What you have to do. Copy out, exactly as written, only the line containing "Where can you spot the white van?" and the lines after it through the end of the records.

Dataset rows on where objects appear

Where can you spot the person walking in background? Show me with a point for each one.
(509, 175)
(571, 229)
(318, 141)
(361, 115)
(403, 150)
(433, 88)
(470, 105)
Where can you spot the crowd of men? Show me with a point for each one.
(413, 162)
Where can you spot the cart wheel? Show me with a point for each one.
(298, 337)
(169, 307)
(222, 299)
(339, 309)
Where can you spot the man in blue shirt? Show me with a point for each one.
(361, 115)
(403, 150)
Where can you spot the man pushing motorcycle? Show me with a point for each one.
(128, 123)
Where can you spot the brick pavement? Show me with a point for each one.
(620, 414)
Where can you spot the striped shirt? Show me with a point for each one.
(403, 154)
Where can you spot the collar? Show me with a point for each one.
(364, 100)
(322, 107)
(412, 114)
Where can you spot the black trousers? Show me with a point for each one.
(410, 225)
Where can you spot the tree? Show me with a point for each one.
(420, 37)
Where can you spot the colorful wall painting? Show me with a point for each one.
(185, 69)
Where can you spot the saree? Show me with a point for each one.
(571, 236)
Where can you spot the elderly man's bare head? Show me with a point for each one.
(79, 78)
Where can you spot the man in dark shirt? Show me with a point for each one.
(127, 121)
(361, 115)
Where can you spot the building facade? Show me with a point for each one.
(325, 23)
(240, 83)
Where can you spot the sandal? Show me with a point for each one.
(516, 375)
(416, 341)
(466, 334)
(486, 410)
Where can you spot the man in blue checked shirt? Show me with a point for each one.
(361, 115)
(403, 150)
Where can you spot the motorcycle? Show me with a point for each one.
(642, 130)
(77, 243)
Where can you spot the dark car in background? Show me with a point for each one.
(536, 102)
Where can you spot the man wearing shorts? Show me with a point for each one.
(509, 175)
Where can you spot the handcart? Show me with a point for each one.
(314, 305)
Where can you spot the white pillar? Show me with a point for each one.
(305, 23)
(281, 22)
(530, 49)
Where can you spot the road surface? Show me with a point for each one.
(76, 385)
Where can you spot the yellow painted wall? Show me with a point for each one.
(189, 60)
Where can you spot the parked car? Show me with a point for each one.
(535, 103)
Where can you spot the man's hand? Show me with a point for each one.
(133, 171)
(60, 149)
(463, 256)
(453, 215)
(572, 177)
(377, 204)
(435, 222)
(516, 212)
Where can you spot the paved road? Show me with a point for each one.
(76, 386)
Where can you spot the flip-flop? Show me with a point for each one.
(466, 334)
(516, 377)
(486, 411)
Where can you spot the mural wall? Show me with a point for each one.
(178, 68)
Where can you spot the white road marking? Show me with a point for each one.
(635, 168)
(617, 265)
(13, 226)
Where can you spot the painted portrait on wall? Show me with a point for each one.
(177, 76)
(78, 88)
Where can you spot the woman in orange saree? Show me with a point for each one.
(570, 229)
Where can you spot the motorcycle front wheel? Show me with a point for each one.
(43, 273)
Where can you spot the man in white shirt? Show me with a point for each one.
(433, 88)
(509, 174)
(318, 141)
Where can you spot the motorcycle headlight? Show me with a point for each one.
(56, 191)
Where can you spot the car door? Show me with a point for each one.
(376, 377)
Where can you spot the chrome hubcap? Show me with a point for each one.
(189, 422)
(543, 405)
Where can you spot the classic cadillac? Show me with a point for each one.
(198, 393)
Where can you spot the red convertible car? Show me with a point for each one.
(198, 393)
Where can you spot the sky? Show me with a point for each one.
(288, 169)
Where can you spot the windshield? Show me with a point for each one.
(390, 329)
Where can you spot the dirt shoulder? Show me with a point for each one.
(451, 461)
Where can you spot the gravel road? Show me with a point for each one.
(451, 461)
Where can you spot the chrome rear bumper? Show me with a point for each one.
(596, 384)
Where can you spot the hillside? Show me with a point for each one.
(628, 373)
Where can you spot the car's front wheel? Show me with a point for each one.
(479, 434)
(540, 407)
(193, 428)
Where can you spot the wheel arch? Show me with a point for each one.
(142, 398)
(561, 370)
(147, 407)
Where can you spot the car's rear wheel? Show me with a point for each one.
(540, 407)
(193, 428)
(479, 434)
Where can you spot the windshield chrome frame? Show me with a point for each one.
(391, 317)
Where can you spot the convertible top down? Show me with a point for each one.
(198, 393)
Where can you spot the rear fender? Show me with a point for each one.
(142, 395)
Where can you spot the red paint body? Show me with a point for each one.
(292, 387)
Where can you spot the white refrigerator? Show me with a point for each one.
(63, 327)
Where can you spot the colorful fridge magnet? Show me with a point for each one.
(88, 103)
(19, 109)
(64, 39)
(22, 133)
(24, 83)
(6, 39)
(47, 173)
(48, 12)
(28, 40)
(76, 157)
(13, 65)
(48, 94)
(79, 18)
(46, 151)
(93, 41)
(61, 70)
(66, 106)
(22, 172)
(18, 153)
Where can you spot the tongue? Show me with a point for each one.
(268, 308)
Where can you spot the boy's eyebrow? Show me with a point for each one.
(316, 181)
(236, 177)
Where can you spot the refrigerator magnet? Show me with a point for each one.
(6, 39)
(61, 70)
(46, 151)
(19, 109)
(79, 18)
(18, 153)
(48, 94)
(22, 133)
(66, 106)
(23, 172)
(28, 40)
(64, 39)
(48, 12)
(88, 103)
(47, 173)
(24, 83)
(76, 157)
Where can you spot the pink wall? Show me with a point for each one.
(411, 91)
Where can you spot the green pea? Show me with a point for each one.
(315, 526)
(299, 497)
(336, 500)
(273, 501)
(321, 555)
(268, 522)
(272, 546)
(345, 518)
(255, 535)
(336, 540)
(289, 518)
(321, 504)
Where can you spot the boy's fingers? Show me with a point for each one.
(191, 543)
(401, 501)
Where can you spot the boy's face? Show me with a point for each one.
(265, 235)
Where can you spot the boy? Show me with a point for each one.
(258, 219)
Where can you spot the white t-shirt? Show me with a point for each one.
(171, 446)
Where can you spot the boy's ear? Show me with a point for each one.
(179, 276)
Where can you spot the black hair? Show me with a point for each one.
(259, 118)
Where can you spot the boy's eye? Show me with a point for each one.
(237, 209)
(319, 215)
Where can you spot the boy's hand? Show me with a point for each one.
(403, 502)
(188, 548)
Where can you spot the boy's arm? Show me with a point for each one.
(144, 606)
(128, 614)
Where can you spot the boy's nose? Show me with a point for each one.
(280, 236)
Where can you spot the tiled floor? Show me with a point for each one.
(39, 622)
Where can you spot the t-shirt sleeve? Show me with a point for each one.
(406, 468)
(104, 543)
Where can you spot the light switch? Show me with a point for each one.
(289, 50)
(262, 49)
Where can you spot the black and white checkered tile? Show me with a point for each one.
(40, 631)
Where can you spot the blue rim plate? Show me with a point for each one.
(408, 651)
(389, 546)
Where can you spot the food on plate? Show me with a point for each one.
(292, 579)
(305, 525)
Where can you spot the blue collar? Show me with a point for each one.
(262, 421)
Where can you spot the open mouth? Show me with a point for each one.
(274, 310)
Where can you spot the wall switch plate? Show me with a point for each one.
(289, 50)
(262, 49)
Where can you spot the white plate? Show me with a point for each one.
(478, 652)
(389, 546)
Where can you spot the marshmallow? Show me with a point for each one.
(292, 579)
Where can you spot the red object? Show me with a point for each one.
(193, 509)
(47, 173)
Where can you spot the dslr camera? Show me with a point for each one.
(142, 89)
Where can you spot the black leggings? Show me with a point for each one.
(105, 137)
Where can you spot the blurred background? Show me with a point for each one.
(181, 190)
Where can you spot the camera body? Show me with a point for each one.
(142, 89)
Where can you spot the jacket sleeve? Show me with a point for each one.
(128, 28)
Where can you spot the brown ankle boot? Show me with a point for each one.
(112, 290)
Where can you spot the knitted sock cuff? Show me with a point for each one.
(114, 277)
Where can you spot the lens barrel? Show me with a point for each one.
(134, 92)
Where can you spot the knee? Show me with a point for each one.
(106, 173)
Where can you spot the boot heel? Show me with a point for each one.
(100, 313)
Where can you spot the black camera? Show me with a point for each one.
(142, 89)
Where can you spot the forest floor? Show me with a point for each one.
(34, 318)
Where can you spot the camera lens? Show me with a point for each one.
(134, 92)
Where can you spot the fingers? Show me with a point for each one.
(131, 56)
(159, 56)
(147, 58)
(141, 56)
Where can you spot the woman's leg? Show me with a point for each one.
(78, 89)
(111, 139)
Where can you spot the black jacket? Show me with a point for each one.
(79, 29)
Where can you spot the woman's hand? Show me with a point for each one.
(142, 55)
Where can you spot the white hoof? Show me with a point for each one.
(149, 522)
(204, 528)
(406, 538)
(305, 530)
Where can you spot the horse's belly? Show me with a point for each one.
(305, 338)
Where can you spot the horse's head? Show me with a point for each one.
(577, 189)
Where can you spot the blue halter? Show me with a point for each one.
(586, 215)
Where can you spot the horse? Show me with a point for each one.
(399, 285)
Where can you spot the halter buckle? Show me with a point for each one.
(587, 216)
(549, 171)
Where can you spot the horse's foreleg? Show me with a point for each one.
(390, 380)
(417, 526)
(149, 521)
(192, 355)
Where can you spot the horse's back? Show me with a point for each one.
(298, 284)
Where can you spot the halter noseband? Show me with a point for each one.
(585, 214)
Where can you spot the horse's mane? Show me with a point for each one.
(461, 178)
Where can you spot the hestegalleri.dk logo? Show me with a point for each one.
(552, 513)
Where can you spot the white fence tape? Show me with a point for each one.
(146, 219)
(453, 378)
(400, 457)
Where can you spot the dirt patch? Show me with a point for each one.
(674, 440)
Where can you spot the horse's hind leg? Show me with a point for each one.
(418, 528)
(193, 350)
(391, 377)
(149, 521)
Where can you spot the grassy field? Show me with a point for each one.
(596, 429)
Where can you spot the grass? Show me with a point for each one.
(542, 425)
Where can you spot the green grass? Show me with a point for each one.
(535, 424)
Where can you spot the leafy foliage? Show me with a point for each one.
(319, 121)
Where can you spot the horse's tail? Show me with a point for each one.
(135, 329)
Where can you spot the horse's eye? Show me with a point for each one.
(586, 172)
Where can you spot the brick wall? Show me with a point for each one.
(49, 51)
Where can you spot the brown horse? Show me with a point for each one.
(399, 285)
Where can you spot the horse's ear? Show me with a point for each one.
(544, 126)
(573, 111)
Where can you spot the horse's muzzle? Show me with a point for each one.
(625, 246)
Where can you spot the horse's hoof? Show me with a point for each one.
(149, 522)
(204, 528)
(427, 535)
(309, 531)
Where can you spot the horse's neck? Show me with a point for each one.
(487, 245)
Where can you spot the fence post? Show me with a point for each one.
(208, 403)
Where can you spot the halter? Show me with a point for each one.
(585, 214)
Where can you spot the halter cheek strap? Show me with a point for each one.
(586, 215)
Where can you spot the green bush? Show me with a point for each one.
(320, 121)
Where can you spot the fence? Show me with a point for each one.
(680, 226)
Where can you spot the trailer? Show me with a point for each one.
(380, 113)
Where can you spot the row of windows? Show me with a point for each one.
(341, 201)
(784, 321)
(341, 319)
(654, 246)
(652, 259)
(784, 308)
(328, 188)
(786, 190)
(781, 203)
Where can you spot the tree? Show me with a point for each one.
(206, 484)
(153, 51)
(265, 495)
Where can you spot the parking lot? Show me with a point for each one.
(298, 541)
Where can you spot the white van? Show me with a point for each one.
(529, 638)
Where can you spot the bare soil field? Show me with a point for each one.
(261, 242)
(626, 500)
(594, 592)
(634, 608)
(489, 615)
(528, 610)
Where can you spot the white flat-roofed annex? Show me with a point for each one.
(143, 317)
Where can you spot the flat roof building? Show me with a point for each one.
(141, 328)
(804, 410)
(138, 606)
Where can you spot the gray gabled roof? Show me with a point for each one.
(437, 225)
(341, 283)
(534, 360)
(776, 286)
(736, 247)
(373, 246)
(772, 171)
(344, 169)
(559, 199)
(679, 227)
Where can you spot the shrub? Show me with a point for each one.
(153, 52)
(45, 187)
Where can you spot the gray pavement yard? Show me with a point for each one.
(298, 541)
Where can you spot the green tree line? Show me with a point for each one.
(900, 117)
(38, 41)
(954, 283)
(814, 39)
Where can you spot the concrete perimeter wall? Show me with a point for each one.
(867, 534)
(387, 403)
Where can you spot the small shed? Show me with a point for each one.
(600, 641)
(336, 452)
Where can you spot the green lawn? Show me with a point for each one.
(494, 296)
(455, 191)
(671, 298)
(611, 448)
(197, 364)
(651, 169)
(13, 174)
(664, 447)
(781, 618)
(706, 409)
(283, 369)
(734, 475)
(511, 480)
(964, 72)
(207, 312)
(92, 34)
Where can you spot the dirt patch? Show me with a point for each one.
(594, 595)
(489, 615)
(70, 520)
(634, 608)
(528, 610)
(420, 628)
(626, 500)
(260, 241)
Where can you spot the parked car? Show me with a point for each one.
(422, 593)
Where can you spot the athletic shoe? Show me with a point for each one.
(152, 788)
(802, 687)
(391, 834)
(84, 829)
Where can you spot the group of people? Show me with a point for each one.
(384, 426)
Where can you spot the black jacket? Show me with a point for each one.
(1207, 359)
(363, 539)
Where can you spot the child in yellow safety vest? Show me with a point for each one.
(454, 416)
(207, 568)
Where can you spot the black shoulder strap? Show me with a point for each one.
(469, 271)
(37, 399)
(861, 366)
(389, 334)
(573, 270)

The solution.
Where can you spot the white van? Show me with a point for each one.
(529, 638)
Where can you spot the bare soil field? Show me with a point for each one.
(261, 242)
(626, 500)
(594, 592)
(634, 608)
(489, 615)
(528, 610)
Where can you spot the white flat-roofed annex? Show me with a point for each one.
(143, 317)
Where can you spot the flat roof building? Show me with a point for each one.
(141, 328)
(804, 410)
(138, 606)
Where can you spot the gray gabled roof? Show me with a point for each one.
(437, 225)
(341, 283)
(534, 360)
(776, 286)
(736, 247)
(373, 246)
(772, 171)
(344, 169)
(559, 199)
(679, 227)
Where can you spot the shrub? Show me with a point for each one.
(153, 52)
(45, 187)
Where can you spot the gray pavement yard? Show me with a point for each one.
(298, 541)
Where can you spot the green tree line? Show me with a point for each one.
(900, 117)
(38, 41)
(954, 283)
(814, 39)
Where can you spot the concrete perimeter wall? Show me with a point for each one.
(867, 534)
(387, 403)
Where can you spot the small shed? Show me with a point for each one.
(600, 641)
(336, 452)
Where can you spot the green lawn? Show me with a point for each one.
(494, 296)
(455, 191)
(671, 298)
(611, 448)
(197, 364)
(651, 169)
(13, 174)
(664, 447)
(781, 618)
(706, 409)
(283, 369)
(734, 475)
(511, 480)
(964, 72)
(207, 312)
(92, 34)
Where can you spot the dirt patch? Show me with a point for each one.
(594, 595)
(489, 615)
(70, 520)
(634, 608)
(528, 610)
(420, 628)
(626, 500)
(260, 241)
Where can you spot the parked car? Show me with a point for each one.
(422, 593)
Where can you spot the athletic shoe? Show me with a point for each one.
(152, 788)
(802, 687)
(391, 834)
(84, 829)
Where can you spot the group of people? Show me with a point for each one.
(384, 426)
Where can you spot the black jacket? Show me with a point for each one.
(1207, 359)
(363, 539)
Where can you spot the child in yellow safety vest? Show me with a point for each one.
(454, 416)
(207, 568)
Where can you spot the black shoulder strap? Show me with a point for each one.
(469, 271)
(37, 399)
(861, 366)
(389, 334)
(573, 270)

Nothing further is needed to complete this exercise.